▽

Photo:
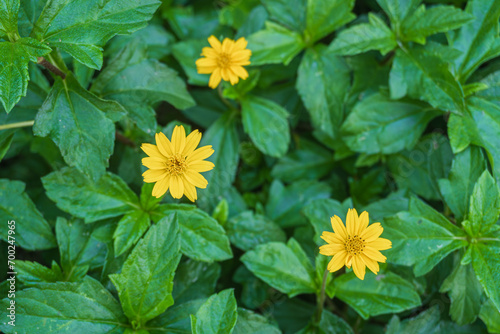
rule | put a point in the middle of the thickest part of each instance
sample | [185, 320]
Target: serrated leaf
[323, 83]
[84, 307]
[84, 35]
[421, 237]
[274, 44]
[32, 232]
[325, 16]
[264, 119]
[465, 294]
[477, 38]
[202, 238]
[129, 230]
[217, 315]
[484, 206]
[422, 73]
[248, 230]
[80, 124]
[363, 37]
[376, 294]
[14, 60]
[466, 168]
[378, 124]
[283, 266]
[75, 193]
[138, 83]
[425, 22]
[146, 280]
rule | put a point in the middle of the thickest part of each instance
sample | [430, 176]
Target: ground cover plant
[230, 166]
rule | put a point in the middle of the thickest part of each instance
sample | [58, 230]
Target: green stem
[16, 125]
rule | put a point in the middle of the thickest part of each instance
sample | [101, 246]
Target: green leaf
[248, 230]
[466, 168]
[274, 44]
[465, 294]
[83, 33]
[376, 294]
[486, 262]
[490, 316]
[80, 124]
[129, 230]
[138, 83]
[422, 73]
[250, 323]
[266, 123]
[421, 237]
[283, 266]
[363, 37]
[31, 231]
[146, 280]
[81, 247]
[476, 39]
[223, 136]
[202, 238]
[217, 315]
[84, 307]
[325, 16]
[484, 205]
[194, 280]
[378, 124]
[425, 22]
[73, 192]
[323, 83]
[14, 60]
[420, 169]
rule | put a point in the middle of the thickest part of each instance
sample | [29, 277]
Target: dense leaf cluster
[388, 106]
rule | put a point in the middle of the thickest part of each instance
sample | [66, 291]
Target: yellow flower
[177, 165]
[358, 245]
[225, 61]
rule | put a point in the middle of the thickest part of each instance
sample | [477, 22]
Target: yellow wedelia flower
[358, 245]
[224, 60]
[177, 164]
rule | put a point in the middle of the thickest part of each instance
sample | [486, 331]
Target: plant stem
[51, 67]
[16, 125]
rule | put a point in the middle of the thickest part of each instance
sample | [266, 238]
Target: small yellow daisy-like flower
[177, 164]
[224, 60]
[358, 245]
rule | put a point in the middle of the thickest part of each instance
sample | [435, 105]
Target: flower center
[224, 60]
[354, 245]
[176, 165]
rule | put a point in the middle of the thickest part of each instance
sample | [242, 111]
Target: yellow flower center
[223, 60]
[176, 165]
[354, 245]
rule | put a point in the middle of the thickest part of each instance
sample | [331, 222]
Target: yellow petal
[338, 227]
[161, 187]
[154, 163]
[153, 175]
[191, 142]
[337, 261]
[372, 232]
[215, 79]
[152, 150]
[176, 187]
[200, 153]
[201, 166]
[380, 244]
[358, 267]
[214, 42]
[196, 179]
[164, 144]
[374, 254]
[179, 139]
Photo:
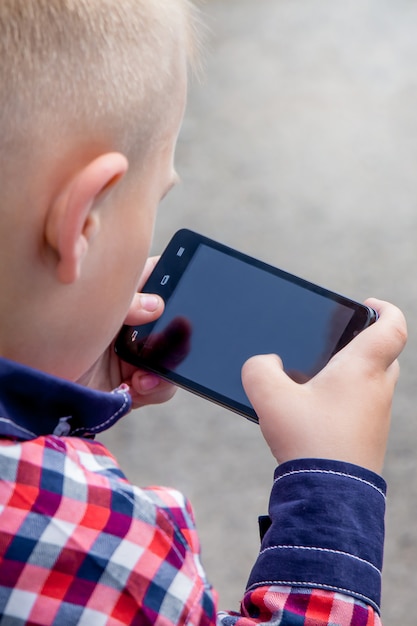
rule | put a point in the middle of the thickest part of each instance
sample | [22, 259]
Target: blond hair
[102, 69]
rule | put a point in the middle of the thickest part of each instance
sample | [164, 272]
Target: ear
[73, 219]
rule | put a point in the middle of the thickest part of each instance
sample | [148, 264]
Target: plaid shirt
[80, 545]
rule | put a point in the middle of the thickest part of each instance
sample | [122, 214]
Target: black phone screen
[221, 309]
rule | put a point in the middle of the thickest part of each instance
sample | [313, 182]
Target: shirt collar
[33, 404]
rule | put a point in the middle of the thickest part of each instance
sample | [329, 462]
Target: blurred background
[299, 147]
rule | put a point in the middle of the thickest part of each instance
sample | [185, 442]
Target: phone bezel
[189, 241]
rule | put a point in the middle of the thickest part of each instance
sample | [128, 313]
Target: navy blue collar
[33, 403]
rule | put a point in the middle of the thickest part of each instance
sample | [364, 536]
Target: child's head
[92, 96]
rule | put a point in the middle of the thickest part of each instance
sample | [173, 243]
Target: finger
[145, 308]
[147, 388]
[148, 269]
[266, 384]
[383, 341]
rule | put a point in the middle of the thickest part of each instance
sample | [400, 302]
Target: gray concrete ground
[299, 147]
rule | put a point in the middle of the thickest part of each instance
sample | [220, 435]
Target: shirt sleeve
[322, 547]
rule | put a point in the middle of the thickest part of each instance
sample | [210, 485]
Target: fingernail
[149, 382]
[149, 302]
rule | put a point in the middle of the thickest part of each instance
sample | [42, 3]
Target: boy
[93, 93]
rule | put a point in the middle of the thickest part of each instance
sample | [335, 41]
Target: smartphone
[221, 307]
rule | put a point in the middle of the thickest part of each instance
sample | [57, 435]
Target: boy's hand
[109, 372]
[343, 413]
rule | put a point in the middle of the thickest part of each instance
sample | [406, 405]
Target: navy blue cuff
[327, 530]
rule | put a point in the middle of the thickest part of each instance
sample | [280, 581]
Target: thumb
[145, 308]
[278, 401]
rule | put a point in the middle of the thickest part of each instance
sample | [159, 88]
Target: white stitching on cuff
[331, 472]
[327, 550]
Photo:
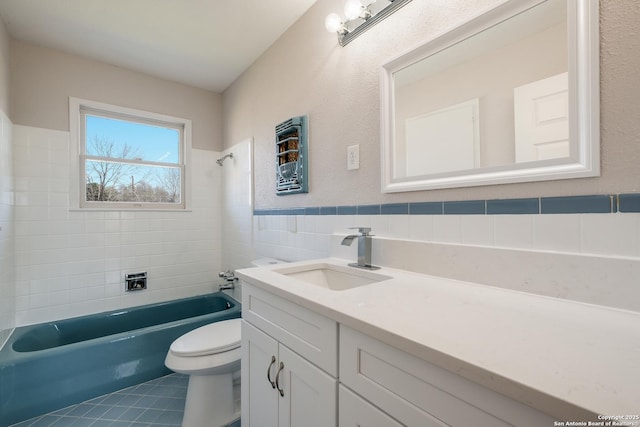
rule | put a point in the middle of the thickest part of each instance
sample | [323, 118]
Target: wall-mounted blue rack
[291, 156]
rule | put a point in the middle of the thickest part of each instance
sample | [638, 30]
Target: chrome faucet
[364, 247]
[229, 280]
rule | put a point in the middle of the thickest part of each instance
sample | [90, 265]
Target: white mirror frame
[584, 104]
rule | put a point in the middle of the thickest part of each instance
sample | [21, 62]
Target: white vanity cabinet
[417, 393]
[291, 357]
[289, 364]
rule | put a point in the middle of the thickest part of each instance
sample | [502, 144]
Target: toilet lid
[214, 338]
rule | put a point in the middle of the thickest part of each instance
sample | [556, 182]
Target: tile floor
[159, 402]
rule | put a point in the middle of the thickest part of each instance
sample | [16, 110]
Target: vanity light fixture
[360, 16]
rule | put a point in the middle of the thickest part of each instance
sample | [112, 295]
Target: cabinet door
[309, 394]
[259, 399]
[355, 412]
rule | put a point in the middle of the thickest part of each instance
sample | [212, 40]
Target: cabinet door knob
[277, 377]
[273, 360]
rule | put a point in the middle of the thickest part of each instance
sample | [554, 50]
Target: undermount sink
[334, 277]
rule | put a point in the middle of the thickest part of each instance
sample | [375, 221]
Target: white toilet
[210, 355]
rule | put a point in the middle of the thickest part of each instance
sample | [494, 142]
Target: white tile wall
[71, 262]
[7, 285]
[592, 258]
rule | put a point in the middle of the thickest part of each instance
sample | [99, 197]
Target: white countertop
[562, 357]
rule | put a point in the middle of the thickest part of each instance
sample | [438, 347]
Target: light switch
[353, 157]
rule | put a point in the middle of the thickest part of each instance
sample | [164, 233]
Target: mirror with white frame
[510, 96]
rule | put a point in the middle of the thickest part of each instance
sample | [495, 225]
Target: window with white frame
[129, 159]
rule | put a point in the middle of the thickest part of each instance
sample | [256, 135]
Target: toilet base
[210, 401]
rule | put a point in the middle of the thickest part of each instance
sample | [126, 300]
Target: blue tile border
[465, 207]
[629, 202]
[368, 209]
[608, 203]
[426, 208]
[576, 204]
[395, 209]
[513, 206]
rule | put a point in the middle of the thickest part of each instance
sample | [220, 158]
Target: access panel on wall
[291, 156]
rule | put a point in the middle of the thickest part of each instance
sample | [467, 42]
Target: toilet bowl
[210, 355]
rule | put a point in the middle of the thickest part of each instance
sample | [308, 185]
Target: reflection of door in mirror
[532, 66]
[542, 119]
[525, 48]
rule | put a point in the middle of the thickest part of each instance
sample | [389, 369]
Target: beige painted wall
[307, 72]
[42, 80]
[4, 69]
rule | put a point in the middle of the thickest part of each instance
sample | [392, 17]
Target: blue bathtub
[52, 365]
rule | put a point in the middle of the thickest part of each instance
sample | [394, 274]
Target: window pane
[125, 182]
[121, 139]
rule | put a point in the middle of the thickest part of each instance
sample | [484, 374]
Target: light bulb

△

Print the whole listing above once more, word for word, without its pictures.

Photo:
rule | put a point in the middle of the thickest part of each instance
sample | [185, 320]
Target: serrated leaf
[323, 83]
[84, 307]
[84, 35]
[421, 237]
[274, 44]
[32, 232]
[325, 16]
[264, 119]
[465, 294]
[477, 38]
[202, 238]
[129, 230]
[217, 315]
[484, 206]
[422, 73]
[248, 230]
[80, 124]
[363, 37]
[376, 294]
[14, 60]
[466, 168]
[378, 124]
[283, 266]
[75, 193]
[138, 83]
[425, 22]
[146, 280]
rule | put a point in the middle of the thickest part of each instance
sample | [430, 176]
Target: ground cover plant
[230, 166]
rule | put a point in the middle of the thickest part of each instance
sample | [58, 230]
Target: green stem
[16, 125]
rule | put a point in the middle of the thickest part of each instance
sample | [101, 246]
Target: green leaf
[248, 230]
[466, 168]
[274, 44]
[465, 294]
[83, 33]
[376, 294]
[486, 262]
[490, 316]
[80, 124]
[129, 230]
[138, 83]
[422, 73]
[250, 323]
[266, 123]
[421, 237]
[283, 266]
[363, 37]
[31, 231]
[146, 280]
[81, 247]
[476, 39]
[223, 136]
[202, 238]
[217, 315]
[84, 307]
[325, 16]
[484, 205]
[194, 280]
[378, 124]
[425, 22]
[73, 192]
[323, 83]
[14, 60]
[420, 169]
rule | put a point in the middle of the thickest part of each instance
sample | [29, 277]
Target: dense leaf cluster
[388, 106]
rule | put a point in the middle of the thickest part of each instance
sample | [66, 291]
Target: yellow flower
[177, 165]
[358, 245]
[225, 61]
rule | put a point in the middle of the thickest part of each instance
sample | [477, 22]
Target: yellow wedelia flower
[358, 245]
[224, 60]
[177, 164]
rule | put a point in the middle of the thickest part of each instance
sample | [486, 331]
Target: plant stem
[51, 67]
[16, 125]
rule | put a point in the middle of the thickest part of each instance
sample | [266, 238]
Target: small yellow daisy-like flower
[177, 164]
[224, 60]
[358, 245]
rule | put a point in the middle of the thickest part of each instance
sample | [435, 105]
Target: flower center
[224, 60]
[354, 245]
[176, 165]
rule | put a point in the middle of the thickest part of each instance
sample | [242, 111]
Target: yellow flower center
[223, 60]
[176, 165]
[354, 245]
rule | put a point in the middle of the thickest part of each instance
sample | [331, 222]
Target: yellow petal
[338, 227]
[161, 187]
[154, 163]
[153, 175]
[191, 142]
[337, 261]
[372, 232]
[215, 79]
[152, 150]
[176, 187]
[200, 153]
[201, 166]
[380, 244]
[358, 267]
[214, 42]
[196, 179]
[164, 144]
[374, 254]
[179, 139]
Photo:
rule | put a point in the middle of the thickest part of each instance
sample | [22, 259]
Target: blond hair
[102, 69]
rule | put a point in the middle of the thickest part of each instance
sample | [164, 272]
Target: ear
[73, 219]
rule | put a point in the middle of the thickest part of each instance
sample | [148, 264]
Target: plaid shirt
[80, 545]
rule | put a point in the middle of the thickest part of each instance
sample | [122, 214]
Target: black phone screen
[221, 309]
rule | put a point in the middle of the thickest part of each instance
sample | [313, 182]
Target: shirt collar
[33, 404]
rule | put a point in the middle of the thickest part of each instance
sample | [329, 462]
Target: blurred background
[299, 147]
rule | put a point in the middle of the thickest part of each instance
sample | [185, 442]
Target: phone bezel
[189, 241]
rule | put a point in the middle of the thickest part of each instance
sample | [128, 313]
Target: navy blue collar
[33, 403]
rule | put a point in the middle of the thickest part of each instance
sample | [364, 536]
Target: child's head
[92, 96]
rule | put a point in the middle of the thickest part of each instance
sample | [173, 243]
Target: finger
[145, 308]
[147, 388]
[148, 269]
[266, 384]
[383, 341]
rule | put a point in the middle of the thickest part of each instance
sample | [400, 302]
Target: gray concrete ground
[299, 147]
rule | put a point in the middle of the thickest part of each instance
sample | [220, 435]
Target: shirt sleeve
[322, 547]
rule | put a point in the middle of the thickest part of each instance
sample | [210, 485]
Target: fingernail
[149, 382]
[149, 302]
rule | put a point in the middle of the thickest part of each instance
sample | [42, 3]
Target: boy
[93, 93]
rule | put a point in the middle of the thickest part of each instance
sample | [335, 41]
Target: smartphone
[221, 307]
rule | put a point in the middle of the thickest part of each instance
sample | [57, 435]
Target: boy's hand
[109, 372]
[343, 413]
rule | put a point in the middle of the thickest part of each instance
sample | [406, 405]
Target: navy blue cuff
[327, 530]
rule | put a point in the middle of the thickest part of each instance
sample | [280, 581]
Target: thumb
[145, 308]
[278, 401]
rule | put a point in the middle of the thickest part of each instance
sample | [159, 88]
Target: white stitching on cuff
[331, 472]
[327, 550]
Photo:
rule | put a point in the middle of the thickest part of each instance
sample | [323, 118]
Target: wall-mounted blue rack
[291, 156]
rule | put a point in the middle of the thickest part of each instance
sample | [638, 30]
Target: chrome faucet
[364, 247]
[229, 280]
rule | put a point in the middle of the thickest part of each instance
sample | [90, 265]
Target: white mirror frame
[584, 104]
rule | put a point in the middle of the thickest part of each instance
sample | [21, 62]
Target: white vanity cabinet
[417, 393]
[291, 357]
[289, 364]
rule | put a point in the middle of the thickest part of each instance
sample | [502, 144]
Target: toilet lid
[214, 338]
rule | put a point in the middle of the thickest part of each instance
sample | [556, 182]
Target: tile floor
[159, 402]
rule | put a point in the middle of the thickest part of each instance
sample | [16, 110]
Target: vanity light fixture
[360, 16]
rule | put a point in the middle of the thickest part of each instance
sample | [112, 295]
Target: cabinet door
[309, 394]
[259, 399]
[355, 412]
rule | put a point in the middle of the thickest part of each instance
sample | [212, 40]
Target: cabinet door knob
[277, 377]
[273, 360]
rule | put a point in the middle of the thickest part of each instance
sample | [554, 50]
Target: undermount sink
[334, 277]
rule | put a point in the middle of the thickest part of each instance
sample | [375, 221]
Target: white toilet
[210, 355]
rule | put a point in the middle of the thickest part of each instance
sample | [494, 142]
Target: white tile wall
[71, 262]
[7, 285]
[592, 258]
rule | put a point in the middle of the thickest part of each instance
sample | [99, 197]
Target: white countertop
[562, 357]
rule | put a point in the middle of the thickest part of each instance
sample | [438, 347]
Target: light switch
[353, 157]
rule | put a point in the middle of the thickest part of each instance
sample | [164, 233]
Target: mirror with white frame
[510, 96]
rule | put a point in the middle of the thickest part of each instance
sample | [495, 225]
Target: window with white frame
[129, 159]
rule | put a point in the middle of the thickest part of each instance
sample | [256, 135]
Target: toilet base
[210, 401]
rule | put a point in the middle of the thickest part of each instance
sample | [126, 300]
Target: blue tile border
[465, 207]
[629, 202]
[368, 209]
[608, 203]
[426, 208]
[576, 204]
[395, 209]
[513, 206]
rule | put a point in the middle of the thickest part of each instance
sample | [220, 158]
Target: access panel on wall
[291, 156]
rule | put a point in the middle of the thickest part of each instance
sample | [467, 42]
Target: toilet bowl
[210, 355]
rule | put a point in the middle of the thickest part of each instance
sample | [308, 185]
Target: reflection of door in mirror
[532, 66]
[542, 119]
[525, 48]
rule | put a point in the middle of the thickest part of each instance
sample | [389, 369]
Target: beige painted wall
[307, 72]
[42, 80]
[4, 69]
rule | put a point in the middle of the thickest part of each instance
sample | [392, 17]
Target: blue bathtub
[52, 365]
rule | put a point in the middle of the thickest part of each instance
sample | [394, 274]
Target: window pane
[125, 182]
[121, 139]
rule | put a point in the middle of the thickest part of each instance
sample | [484, 374]
Target: light bulb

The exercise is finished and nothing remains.